-- Begin --
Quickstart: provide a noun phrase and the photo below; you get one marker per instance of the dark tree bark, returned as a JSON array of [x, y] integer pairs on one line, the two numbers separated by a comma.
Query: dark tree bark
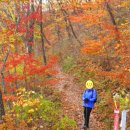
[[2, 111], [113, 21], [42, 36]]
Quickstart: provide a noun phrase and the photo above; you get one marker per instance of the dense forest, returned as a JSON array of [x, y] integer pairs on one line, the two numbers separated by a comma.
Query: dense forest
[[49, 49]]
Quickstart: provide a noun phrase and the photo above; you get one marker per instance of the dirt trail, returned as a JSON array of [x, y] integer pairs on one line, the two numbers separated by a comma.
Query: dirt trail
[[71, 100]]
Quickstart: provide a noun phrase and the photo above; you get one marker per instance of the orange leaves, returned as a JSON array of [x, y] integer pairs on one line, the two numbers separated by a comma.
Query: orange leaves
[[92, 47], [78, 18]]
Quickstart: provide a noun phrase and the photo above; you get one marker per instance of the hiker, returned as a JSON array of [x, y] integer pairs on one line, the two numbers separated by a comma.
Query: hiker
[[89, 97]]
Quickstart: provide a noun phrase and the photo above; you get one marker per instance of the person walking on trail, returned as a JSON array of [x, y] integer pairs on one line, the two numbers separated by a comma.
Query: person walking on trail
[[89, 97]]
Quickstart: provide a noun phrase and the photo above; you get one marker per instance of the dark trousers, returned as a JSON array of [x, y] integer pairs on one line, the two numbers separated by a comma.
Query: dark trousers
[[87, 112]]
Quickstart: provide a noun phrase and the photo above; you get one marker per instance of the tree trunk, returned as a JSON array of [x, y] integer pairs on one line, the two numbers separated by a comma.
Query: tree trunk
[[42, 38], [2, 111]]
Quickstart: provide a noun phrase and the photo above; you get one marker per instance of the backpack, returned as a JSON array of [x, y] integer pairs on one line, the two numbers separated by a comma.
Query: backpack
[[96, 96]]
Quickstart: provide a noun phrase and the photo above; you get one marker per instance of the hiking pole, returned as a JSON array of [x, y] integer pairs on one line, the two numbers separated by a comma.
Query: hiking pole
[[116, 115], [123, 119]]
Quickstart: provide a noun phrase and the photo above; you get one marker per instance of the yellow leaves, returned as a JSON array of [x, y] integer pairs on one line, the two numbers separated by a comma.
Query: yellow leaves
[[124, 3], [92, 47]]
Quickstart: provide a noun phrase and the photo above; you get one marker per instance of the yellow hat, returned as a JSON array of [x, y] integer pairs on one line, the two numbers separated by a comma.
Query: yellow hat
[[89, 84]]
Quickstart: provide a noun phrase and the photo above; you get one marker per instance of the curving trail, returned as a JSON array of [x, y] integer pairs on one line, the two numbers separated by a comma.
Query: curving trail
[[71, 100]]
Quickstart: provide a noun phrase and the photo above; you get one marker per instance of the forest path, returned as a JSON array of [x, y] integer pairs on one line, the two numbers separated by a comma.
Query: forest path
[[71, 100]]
-- End --
-- Begin --
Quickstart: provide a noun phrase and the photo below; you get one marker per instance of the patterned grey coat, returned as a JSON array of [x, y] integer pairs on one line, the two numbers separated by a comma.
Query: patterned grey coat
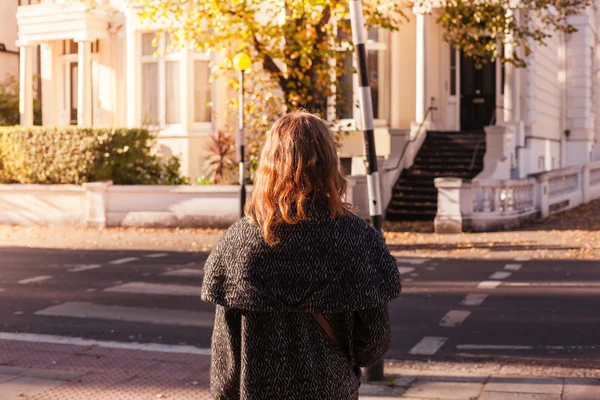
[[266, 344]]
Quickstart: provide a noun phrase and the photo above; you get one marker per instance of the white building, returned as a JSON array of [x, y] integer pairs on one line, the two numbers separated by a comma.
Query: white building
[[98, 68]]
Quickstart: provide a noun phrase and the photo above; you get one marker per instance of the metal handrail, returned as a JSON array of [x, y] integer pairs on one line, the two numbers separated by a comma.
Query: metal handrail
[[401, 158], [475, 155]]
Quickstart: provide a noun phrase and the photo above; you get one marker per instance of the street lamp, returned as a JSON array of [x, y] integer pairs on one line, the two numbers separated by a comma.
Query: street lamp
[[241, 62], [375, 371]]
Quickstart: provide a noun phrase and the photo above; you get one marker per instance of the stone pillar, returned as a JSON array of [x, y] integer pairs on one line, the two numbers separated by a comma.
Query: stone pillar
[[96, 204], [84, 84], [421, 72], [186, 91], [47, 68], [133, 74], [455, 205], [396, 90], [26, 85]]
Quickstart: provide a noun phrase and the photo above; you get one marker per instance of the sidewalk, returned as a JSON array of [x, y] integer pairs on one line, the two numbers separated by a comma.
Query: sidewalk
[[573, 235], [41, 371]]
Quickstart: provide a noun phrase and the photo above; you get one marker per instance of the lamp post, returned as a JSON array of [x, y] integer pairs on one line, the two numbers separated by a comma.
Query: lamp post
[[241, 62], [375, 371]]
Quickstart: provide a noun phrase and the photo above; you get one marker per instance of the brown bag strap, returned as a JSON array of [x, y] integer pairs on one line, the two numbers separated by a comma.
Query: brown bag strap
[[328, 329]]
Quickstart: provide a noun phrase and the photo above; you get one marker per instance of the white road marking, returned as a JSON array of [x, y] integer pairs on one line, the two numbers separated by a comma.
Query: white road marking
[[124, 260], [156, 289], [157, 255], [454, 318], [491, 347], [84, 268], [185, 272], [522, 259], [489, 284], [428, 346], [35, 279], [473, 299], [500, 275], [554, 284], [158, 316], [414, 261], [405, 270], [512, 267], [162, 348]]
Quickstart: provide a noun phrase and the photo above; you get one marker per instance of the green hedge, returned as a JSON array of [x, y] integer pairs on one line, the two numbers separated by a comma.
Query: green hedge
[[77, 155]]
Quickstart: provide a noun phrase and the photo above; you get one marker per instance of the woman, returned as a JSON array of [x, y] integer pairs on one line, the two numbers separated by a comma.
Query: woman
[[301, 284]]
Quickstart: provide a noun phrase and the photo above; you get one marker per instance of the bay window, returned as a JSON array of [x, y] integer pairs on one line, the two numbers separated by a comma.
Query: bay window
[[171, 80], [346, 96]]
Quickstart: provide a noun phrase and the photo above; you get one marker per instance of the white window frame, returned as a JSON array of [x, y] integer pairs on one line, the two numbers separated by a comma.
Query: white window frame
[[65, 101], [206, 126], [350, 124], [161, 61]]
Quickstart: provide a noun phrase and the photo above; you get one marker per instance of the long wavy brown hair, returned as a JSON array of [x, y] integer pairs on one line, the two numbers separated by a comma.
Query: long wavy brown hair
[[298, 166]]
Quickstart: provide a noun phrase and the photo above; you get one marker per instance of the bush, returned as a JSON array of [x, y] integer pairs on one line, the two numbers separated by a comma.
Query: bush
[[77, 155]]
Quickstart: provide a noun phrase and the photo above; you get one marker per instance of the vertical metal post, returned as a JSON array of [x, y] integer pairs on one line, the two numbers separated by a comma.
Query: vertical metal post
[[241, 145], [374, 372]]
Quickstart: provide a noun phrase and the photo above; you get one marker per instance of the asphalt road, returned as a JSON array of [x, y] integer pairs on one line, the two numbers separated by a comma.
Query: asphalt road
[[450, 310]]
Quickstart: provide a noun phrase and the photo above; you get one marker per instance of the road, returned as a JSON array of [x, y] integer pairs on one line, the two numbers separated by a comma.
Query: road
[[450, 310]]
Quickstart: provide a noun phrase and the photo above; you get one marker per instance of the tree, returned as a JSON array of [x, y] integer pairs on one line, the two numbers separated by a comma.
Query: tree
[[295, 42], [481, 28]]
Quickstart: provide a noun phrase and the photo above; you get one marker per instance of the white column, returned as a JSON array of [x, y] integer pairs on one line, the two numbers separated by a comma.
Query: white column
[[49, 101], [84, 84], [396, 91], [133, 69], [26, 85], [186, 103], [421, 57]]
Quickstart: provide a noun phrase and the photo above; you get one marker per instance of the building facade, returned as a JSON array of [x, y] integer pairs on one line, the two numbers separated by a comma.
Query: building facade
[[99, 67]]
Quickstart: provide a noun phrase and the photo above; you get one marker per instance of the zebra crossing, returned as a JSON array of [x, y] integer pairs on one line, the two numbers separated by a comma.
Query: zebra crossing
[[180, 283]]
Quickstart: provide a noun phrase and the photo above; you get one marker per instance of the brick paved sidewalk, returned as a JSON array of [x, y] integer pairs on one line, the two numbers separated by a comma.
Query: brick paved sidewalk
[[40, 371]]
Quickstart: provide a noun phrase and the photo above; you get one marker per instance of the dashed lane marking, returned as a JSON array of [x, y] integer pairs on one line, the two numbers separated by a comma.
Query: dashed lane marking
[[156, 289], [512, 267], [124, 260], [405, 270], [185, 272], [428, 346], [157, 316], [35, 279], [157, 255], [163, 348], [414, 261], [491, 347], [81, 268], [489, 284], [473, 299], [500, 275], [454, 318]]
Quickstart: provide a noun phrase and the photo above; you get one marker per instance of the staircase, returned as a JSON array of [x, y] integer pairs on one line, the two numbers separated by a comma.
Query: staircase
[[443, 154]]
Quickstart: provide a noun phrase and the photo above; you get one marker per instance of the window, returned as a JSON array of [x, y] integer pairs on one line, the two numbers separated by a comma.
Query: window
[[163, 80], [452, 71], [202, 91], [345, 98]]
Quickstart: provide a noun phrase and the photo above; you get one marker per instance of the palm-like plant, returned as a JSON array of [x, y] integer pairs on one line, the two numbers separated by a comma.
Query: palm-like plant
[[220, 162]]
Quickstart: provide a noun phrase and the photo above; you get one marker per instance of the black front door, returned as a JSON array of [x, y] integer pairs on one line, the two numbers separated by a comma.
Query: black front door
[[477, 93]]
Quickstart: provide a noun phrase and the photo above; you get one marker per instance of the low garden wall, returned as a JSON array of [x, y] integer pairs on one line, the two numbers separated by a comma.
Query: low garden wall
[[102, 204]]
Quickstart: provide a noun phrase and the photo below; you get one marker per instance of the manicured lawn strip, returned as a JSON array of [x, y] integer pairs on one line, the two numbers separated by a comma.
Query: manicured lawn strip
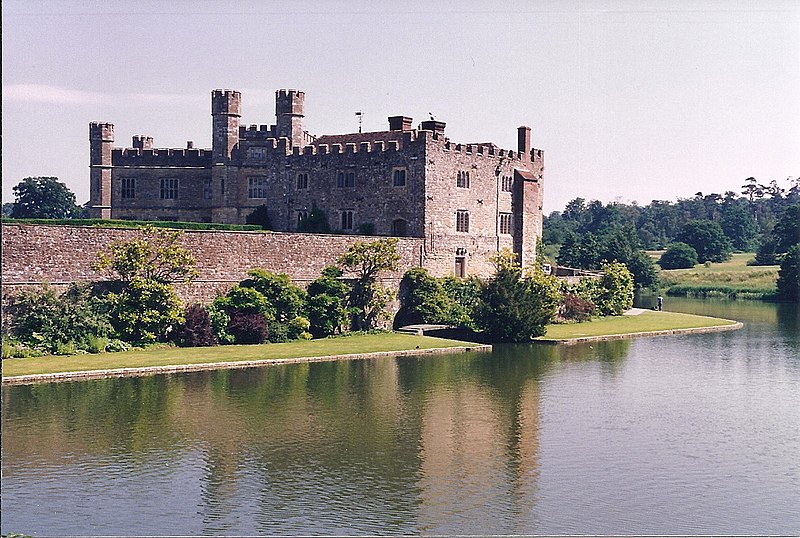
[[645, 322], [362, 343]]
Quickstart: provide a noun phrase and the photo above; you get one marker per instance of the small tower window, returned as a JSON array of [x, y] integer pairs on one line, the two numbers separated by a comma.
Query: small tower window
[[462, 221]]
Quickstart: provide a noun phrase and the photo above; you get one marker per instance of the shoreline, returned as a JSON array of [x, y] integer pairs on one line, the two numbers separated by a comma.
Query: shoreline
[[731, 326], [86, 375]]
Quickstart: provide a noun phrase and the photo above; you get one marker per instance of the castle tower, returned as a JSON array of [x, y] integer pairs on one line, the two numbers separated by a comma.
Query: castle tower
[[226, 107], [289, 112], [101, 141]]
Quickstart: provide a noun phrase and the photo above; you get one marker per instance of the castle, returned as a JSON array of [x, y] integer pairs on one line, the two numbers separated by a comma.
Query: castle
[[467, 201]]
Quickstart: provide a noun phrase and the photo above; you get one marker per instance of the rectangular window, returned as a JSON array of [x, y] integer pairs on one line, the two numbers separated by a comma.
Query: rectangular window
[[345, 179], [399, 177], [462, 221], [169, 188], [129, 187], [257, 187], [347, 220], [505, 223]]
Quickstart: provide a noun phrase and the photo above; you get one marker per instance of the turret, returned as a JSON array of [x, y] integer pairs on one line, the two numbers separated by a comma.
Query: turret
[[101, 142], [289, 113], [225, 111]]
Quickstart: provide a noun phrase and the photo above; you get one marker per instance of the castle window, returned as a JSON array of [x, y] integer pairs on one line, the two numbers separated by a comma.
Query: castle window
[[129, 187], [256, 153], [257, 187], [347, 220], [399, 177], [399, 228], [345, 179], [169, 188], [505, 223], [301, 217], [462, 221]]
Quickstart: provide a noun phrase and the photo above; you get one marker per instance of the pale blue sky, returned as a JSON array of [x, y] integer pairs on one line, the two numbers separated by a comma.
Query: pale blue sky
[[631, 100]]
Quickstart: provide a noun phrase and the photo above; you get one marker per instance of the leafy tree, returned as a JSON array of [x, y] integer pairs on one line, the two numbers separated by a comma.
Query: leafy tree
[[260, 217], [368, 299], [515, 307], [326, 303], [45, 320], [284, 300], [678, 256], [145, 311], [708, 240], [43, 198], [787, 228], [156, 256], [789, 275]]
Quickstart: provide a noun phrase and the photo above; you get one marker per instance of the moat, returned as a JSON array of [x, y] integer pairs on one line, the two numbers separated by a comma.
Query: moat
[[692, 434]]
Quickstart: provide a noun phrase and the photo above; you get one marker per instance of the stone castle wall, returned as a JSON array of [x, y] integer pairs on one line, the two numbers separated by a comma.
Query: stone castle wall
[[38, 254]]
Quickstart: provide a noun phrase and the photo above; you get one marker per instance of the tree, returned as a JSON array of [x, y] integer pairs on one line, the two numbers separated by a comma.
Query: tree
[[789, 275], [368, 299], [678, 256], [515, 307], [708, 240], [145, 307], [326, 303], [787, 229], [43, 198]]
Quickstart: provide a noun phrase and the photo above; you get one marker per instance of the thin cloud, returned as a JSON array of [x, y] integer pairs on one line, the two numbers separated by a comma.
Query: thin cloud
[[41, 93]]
-- End --
-- Begin --
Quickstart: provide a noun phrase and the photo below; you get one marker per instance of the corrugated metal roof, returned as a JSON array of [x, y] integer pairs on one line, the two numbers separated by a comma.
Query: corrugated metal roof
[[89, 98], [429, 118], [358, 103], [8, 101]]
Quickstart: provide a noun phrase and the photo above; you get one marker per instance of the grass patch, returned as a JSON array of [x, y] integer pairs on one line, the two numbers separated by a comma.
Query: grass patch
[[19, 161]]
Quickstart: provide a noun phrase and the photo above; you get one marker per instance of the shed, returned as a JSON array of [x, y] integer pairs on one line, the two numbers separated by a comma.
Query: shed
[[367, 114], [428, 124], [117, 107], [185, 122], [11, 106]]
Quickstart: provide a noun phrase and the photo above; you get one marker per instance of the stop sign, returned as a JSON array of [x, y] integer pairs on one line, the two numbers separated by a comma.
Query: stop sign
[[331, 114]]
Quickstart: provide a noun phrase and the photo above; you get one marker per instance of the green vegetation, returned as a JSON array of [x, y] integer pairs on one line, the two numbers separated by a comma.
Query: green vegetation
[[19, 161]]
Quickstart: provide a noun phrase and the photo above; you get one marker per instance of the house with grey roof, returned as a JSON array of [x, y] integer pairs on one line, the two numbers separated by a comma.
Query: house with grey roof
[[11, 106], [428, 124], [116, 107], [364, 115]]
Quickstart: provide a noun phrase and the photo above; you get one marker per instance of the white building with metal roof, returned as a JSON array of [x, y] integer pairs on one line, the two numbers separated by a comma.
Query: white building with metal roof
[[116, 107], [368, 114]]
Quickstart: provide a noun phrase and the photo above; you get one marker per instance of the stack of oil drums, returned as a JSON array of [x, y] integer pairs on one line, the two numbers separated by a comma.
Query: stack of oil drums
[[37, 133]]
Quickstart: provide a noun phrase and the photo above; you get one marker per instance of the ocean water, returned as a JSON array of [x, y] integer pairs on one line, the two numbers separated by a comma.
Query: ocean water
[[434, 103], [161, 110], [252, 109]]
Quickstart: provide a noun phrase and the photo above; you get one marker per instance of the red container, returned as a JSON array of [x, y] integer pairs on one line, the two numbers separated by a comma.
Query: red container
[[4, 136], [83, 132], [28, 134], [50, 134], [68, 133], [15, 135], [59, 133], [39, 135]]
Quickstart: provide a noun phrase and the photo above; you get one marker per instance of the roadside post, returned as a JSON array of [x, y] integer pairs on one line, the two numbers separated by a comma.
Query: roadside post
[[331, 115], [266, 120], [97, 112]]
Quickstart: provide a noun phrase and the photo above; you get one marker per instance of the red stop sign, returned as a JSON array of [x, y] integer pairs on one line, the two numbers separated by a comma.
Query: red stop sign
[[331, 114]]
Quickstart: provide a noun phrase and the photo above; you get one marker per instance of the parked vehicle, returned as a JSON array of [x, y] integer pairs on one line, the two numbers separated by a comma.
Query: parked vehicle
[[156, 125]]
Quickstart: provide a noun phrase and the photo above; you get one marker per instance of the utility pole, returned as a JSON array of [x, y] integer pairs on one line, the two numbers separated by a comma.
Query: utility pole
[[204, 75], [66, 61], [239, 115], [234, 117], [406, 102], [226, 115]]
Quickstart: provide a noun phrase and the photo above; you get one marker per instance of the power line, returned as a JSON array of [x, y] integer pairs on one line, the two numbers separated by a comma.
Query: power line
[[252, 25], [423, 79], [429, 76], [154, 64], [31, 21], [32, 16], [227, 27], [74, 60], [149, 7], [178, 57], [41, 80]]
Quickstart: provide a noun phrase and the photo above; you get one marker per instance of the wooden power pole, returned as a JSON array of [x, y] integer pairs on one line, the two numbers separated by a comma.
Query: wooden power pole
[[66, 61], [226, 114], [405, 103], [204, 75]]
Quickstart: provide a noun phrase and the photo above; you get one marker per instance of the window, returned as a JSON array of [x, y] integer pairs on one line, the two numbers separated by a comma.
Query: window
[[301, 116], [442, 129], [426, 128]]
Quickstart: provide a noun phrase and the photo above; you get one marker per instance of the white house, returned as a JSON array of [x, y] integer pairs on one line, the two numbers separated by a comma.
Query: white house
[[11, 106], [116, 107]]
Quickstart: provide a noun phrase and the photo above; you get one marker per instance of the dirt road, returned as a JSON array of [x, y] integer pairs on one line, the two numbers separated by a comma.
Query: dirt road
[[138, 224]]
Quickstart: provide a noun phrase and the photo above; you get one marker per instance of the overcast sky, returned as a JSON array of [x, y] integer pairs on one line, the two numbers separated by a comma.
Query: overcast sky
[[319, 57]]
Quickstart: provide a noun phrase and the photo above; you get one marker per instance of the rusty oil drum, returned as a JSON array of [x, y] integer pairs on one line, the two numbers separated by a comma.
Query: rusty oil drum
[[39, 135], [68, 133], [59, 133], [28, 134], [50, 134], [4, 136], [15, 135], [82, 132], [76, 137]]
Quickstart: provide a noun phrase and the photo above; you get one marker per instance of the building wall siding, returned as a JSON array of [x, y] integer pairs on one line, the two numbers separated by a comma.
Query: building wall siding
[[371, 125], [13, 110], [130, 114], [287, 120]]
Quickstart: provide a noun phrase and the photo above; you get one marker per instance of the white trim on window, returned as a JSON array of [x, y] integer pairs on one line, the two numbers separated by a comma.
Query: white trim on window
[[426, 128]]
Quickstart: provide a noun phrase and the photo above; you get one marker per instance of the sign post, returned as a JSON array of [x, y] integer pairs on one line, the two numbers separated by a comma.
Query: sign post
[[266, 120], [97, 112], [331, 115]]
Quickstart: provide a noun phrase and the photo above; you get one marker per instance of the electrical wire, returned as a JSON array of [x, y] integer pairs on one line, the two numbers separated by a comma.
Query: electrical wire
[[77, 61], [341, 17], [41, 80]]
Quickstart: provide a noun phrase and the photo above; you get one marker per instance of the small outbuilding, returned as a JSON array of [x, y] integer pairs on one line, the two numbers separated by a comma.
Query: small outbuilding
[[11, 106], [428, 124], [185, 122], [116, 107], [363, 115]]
-- End --
Rename "marker" to "point" in everything from the line containing "of the sign" down to the line containing "[[11, 106], [428, 124], [185, 122], [116, 107], [363, 115]]", and write out only those lines with nothing else altered.

__Solution to this task__:
Quickstart: provide a noun phrase and the photo above; you get one point per instance of the sign post, returned as a JSON array of [x, y] integer pairs on one line, the two numbers separated by a comma.
Query: sign post
[[266, 120], [97, 112], [331, 115]]
Quickstart: provide a noun phrase and the photo above; you get one point per instance of the electrical wire, returned as a JSON array of [x, y] integer pairs on one line, the two numbers separated by a comma.
Query: electrical wire
[[77, 61], [341, 17], [41, 80]]
Quickstart: provide a noun phrase and the photo above; you get one point per instance of the small outbuilding, returned as a JSON array of [x, y] integer pairs on one line, the two numbers separated by a comma.
Query: small outbuilding
[[11, 106], [428, 124], [185, 122], [116, 107], [363, 115]]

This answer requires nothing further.